Actions to take =
a – For the post on Mujahedin e-Khalq below, decide whether each statement agrees with it: (i) the group has won lawsuits against the British government; (ii) the terrorist designation was made under former Secretary of State Rice; (iii) the story about the group ran in the New York Times. Answer yes or no for each, quoting the deciding words exactly.
b – Name every government or body that the group in the post on Mujahedin e-Khalq below has taken to court or is about to challenge legally.
c – According to the post on Mujahedin e-Khalq below, what is the first problem with current U.S. strategy in the war?

─── Reading passage ───

Leave Iranian "Terrorist" Organization Alone
Today's Wall Street Journal ran a story today concerning an impending legal challenge to be launched by an Iranian dissident group called "Mujahedin e-Khalq" (MEK). They will be challenging the designation by the State Department under former Secretary of State Rice that they are a terrorist organization. This group has recently won similar lawsuits against the British government and the European Union, much to the dismay of the regime in Tehran and Qom. According to the news article, the group has been charged by the State Department with such "terrorist" acts as assassinating senior Iranian officials and bombing overseas Iranian [diplomatic] missions. The article goes on to say that the group has renounced it's violent past and is more concerned now with bringing outside pressure on the government in charge in Iran. However, even if they were still engaged in the aforesaid activities, the fact that the U.S. government would designate such acts as terrorism merely underlines two related problems with current U.S. strategy in the war. The first is not properly identifying the enemy while the second is prioritizing negotiation and diplomacy with our actual mortal enemies above eliminating them.

─── Source material ───

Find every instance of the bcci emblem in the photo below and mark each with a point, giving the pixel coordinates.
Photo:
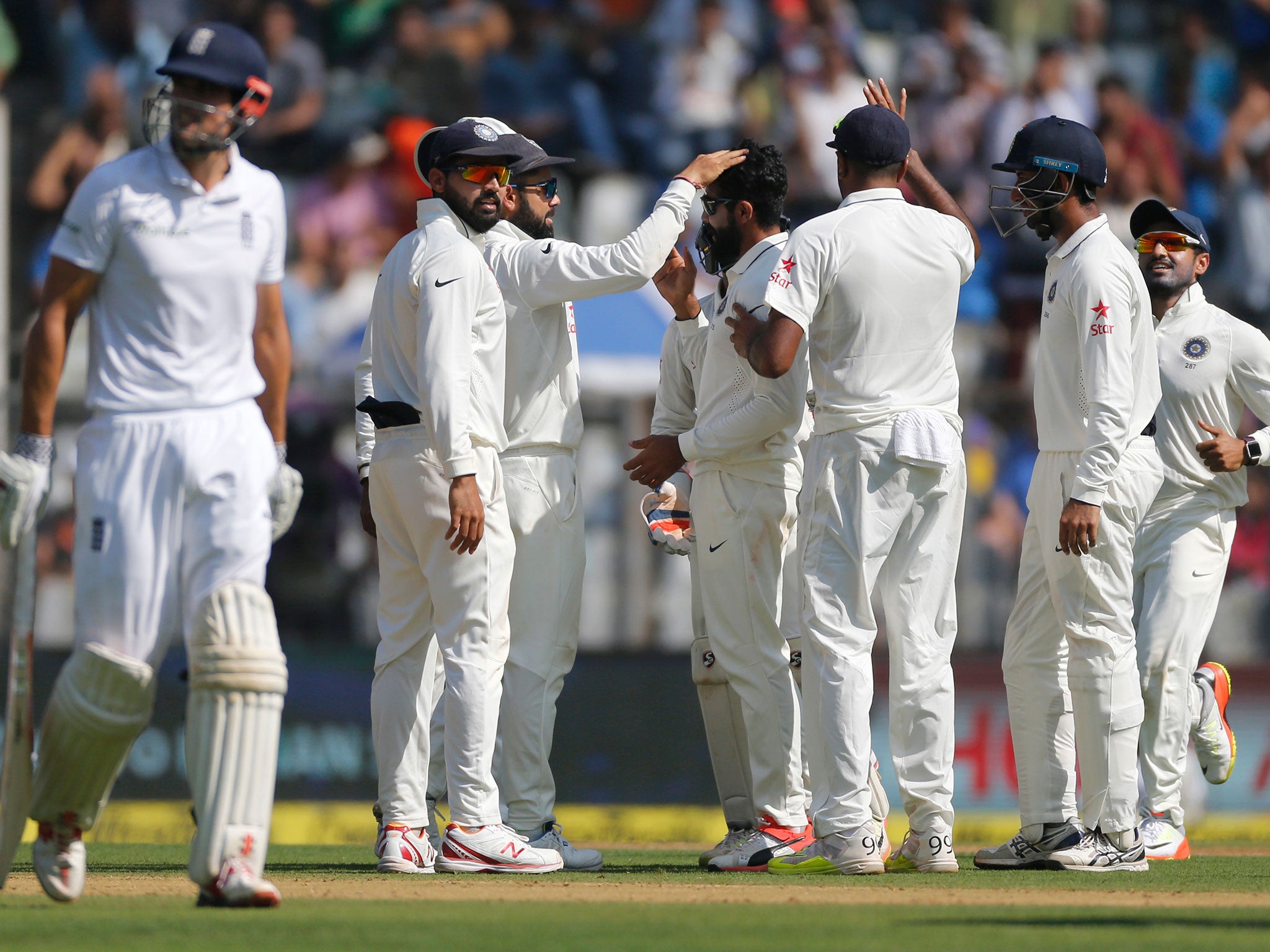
(1196, 350)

───

Solutions to the exercise =
a –
(i) Yes: "This group has recently won similar lawsuits against the British government and the European Union"
(ii) Yes: "the designation by the State Department under former Secretary of State Rice"
(iii) No: "Today's Wall Street Journal ran a story today"

b – The State Department, the British government, the European Union

c – Not properly identifying the enemy.